**TASK INSTRUCTIONS**
Reproduce the data below verbatim, leaving out the pictures.

**RAW RECORDS**

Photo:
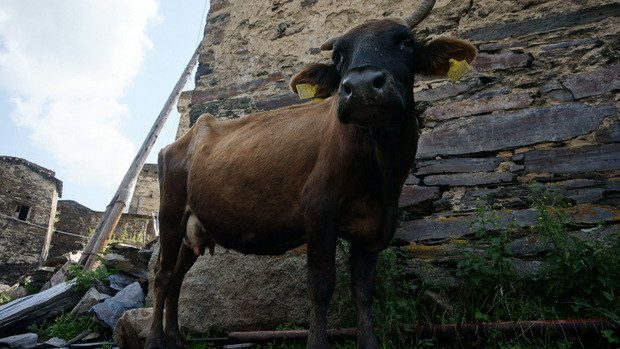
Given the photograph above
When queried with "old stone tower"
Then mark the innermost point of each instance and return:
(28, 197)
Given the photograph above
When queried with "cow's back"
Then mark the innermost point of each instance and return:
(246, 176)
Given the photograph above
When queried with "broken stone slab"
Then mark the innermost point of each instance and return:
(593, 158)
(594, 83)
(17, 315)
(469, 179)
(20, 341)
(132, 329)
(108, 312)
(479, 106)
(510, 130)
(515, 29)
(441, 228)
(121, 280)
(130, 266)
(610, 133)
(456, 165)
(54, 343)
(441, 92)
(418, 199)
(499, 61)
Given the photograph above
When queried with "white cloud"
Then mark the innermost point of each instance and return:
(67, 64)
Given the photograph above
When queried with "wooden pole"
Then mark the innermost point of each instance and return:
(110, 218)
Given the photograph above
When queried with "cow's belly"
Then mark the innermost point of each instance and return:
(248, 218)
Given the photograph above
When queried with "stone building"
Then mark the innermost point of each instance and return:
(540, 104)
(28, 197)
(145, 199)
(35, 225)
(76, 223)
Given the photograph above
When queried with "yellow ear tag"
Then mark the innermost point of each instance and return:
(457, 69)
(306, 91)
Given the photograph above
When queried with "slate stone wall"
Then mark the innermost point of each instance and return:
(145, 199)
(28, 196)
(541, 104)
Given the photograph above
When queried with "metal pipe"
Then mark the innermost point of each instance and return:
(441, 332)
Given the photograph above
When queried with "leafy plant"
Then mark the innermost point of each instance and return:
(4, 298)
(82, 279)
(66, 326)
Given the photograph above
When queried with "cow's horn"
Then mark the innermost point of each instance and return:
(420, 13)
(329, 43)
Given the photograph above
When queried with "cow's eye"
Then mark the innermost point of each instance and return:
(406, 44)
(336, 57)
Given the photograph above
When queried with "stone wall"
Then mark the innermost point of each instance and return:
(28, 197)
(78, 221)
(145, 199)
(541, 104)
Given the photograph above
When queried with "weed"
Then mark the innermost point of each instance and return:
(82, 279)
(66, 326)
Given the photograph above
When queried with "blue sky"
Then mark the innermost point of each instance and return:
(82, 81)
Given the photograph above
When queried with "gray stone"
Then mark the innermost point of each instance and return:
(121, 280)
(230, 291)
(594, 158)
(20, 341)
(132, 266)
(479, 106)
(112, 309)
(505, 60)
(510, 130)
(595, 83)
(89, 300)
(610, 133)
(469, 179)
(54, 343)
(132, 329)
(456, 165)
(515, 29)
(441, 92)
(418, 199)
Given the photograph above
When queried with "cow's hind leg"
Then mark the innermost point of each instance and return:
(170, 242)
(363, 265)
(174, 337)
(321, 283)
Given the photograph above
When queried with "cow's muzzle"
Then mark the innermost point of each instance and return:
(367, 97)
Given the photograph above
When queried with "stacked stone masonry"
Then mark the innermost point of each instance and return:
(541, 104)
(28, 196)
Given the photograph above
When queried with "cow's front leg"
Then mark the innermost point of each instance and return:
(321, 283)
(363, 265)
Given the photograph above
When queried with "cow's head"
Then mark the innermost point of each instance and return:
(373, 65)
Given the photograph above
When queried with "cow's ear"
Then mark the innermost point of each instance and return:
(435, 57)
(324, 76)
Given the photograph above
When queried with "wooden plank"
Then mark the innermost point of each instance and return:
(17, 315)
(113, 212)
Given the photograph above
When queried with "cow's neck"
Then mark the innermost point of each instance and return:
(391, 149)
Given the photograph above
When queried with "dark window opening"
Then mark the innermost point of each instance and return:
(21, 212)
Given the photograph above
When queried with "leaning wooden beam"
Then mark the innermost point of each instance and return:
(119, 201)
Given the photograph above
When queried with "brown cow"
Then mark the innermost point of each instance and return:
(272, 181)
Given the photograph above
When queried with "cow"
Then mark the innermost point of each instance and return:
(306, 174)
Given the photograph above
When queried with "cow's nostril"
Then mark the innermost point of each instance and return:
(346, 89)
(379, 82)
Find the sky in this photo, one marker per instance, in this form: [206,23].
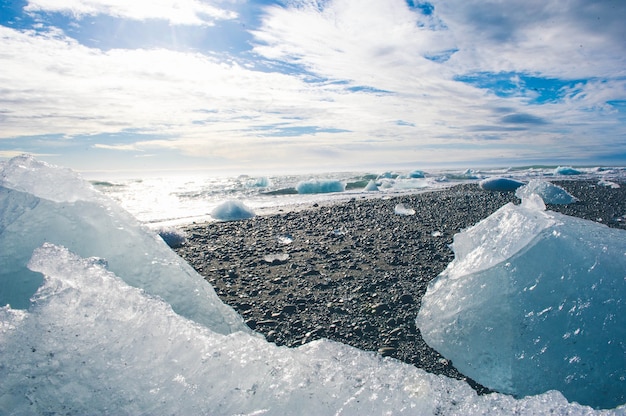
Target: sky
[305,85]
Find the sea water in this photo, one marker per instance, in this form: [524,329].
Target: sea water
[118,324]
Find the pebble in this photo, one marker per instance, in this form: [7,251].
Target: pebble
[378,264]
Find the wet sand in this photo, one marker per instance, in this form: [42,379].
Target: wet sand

**SOLUTION FOR THIS PROBLEM**
Photo:
Given the photograph above
When queried with "old stone tower"
Then mark the innermost point of each instance and return:
(28, 197)
Given the photograph above
When queried with "cow's back"
Then mark the innermost point of each instance and return:
(246, 176)
Given the photograph above
When queried with "broken stone slab"
Then mark the innermost point of each instance and return:
(593, 158)
(594, 83)
(17, 315)
(469, 179)
(20, 341)
(132, 329)
(108, 312)
(479, 106)
(510, 130)
(515, 29)
(441, 228)
(121, 280)
(130, 266)
(610, 133)
(456, 165)
(54, 343)
(441, 92)
(418, 199)
(499, 61)
Given the photograph above
When queried with "white cloud"
Then mark the innermost point of each instance and return:
(67, 64)
Given the photograph above
When queried with "wooden pole"
Then mark the innermost point of each instance and return:
(110, 218)
Given the photograph above
When queried with "cow's belly"
Then mark the innermost point of each instance and return:
(248, 218)
Given the photograph above
When queried with "stone building"
Then mark the innermost point of each instance and return:
(540, 104)
(28, 197)
(145, 199)
(35, 225)
(76, 223)
Given the photograph above
When queried with "yellow ear tag"
Then mark the innermost point of each instance and return:
(457, 69)
(306, 91)
Given the photograph above
When queried with "slate stone wall"
Then mark the innermost point of each instance and return:
(145, 199)
(28, 196)
(541, 104)
Given the photograph above
When queried with "metal pipe"
Then mark the innermost point of each instance and return:
(441, 332)
Given the photograph above
When queried with "leafy plant"
Then mark the innermost point of each instance and return:
(4, 298)
(82, 279)
(66, 326)
Given the photograph above
When queried with "cow's horn"
Then mark the innermost point of each instance and return:
(420, 13)
(329, 43)
Given the photograph above
When queried with "cow's eye"
Then mark the innermost point of each instance and return:
(406, 44)
(336, 57)
Given the photograph above
When queried with "stone wall"
Then mark the innermost point of each instance and return:
(28, 197)
(78, 221)
(145, 199)
(541, 104)
Given the photograph above
When queried with "weed"
Then mark the innermost point of each instance and return:
(82, 279)
(66, 326)
Given the photograph above
When queried with "blue sky"
Then mark the innermost point of each instance and return:
(82, 81)
Given the photograph above
When queried with "gray stone"
Then mark the innermost point of each instance and return:
(121, 280)
(230, 291)
(594, 158)
(20, 341)
(132, 266)
(479, 106)
(112, 309)
(505, 60)
(510, 130)
(595, 83)
(89, 300)
(610, 133)
(469, 179)
(54, 343)
(132, 329)
(456, 165)
(515, 29)
(441, 92)
(418, 199)
Given the photograph above
When queried with "cow's hind leg"
Then mark the innermost point of each instance and return:
(170, 242)
(363, 265)
(174, 337)
(321, 283)
Given the photograph above
When queried with "cow's muzzle"
Then mark the innermost point of each instance and return:
(367, 97)
Given the photograph above
When queried with "stacked stone masonry"
Then mark the innermost point of each instance and return:
(541, 104)
(28, 196)
Given the photograph above
When queried with "cow's front leg"
Then mark the innermost point of each instance and return:
(321, 283)
(363, 265)
Given the photograph above
When queried with "cow's head"
Then mark the innermost point of each instance and return:
(373, 65)
Given the photograph above
When queried with "cow's ear"
Then mark the innermost point of each instance and return:
(435, 57)
(324, 76)
Given the photograph above
When queried with "wooden plank"
Then mark the innermost point of each instance and return:
(17, 315)
(113, 212)
Given the photograph above
When queried with "cow's neck"
Then mark the innermost point of each instance and return:
(391, 149)
Given the photograph above
When queried with "dark window opening"
Then mark the innermost point of each instance and return:
(21, 212)
Given the photograph above
When queried with "leaning wooden beam"
Then mark the innermost point of each instance and return:
(119, 201)
Given the photograph above
When queried with "brown cow"
Then mark the innermost point of each instance and return:
(272, 181)
Given the photograph above
When queried with "cow"
Then mark the innermost point of each instance and return:
(306, 174)
Given the photograph above
When queried with "cow's nostril"
Then mark the innermost point of each instance and return:
(346, 89)
(379, 82)
Find the sky in this photo, one marker per instance, in this form: [206,23].
Target: sky
[305,85]
Find the sea water in this photo, one marker per instance, in this form: [524,329].
Target: sea water
[118,324]
Find the pebble in this photo, one marker per instance, in this form: [7,251].
Target: pebble
[378,264]
Find the wet sand in this photo, one marker per instance, in this form: [42,379].
Target: wet sand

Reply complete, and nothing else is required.